Brief:
Below are the records; restate word for word the lines from the first through the one containing "negative clicks: (460, 84)", and only those.

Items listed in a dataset
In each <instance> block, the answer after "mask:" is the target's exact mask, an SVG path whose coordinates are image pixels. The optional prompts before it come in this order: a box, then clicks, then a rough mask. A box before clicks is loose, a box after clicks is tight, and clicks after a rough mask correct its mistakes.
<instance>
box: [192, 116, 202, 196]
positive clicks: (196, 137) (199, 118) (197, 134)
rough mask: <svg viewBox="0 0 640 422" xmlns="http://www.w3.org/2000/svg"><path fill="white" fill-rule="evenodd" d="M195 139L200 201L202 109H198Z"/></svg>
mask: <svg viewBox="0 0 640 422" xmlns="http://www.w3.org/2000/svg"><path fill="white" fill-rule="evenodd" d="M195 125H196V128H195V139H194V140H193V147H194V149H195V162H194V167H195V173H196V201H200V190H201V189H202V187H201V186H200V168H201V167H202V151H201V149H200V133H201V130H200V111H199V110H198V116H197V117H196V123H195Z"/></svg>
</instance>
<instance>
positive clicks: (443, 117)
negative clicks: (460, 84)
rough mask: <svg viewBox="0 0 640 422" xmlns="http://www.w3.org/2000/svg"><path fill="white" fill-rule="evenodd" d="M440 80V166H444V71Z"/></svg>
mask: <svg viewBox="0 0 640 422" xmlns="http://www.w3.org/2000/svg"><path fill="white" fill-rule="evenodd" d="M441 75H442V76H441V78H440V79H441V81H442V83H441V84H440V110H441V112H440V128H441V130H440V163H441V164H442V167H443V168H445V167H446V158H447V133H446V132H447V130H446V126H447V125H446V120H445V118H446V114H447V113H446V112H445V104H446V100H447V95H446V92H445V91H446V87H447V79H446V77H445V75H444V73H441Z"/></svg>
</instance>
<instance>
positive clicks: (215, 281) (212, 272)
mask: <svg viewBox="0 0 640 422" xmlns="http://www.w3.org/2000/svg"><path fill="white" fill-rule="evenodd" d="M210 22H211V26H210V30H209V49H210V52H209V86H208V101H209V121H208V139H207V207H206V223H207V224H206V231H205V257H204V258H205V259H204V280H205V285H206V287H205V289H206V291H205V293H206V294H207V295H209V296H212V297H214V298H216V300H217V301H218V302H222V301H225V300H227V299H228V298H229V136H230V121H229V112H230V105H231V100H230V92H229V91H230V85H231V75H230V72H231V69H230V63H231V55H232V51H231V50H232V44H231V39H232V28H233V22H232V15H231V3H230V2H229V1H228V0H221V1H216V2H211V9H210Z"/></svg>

Answer box:
In each <instance> block, the answer after "mask:" is the target's exact mask, an SVG path whose coordinates are image pixels. The optional prompts before it come in this order: a box, then clicks, then a rough mask. A box before clicks is loose, a box after clicks is tight, and clicks after a rough mask correct its mistakes.
<instance>
box: [192, 116, 202, 196]
positive clicks: (196, 137) (199, 118) (197, 134)
rough mask: <svg viewBox="0 0 640 422" xmlns="http://www.w3.org/2000/svg"><path fill="white" fill-rule="evenodd" d="M195 139L200 201L202 109H198Z"/></svg>
mask: <svg viewBox="0 0 640 422" xmlns="http://www.w3.org/2000/svg"><path fill="white" fill-rule="evenodd" d="M195 125H196V128H195V139H194V140H193V147H194V149H195V162H194V167H195V173H196V201H200V190H201V189H202V187H201V186H200V168H201V167H202V151H201V149H200V133H201V130H200V111H199V110H198V116H197V117H196V123H195Z"/></svg>
</instance>
<instance>
positive clicks: (443, 117)
negative clicks: (460, 84)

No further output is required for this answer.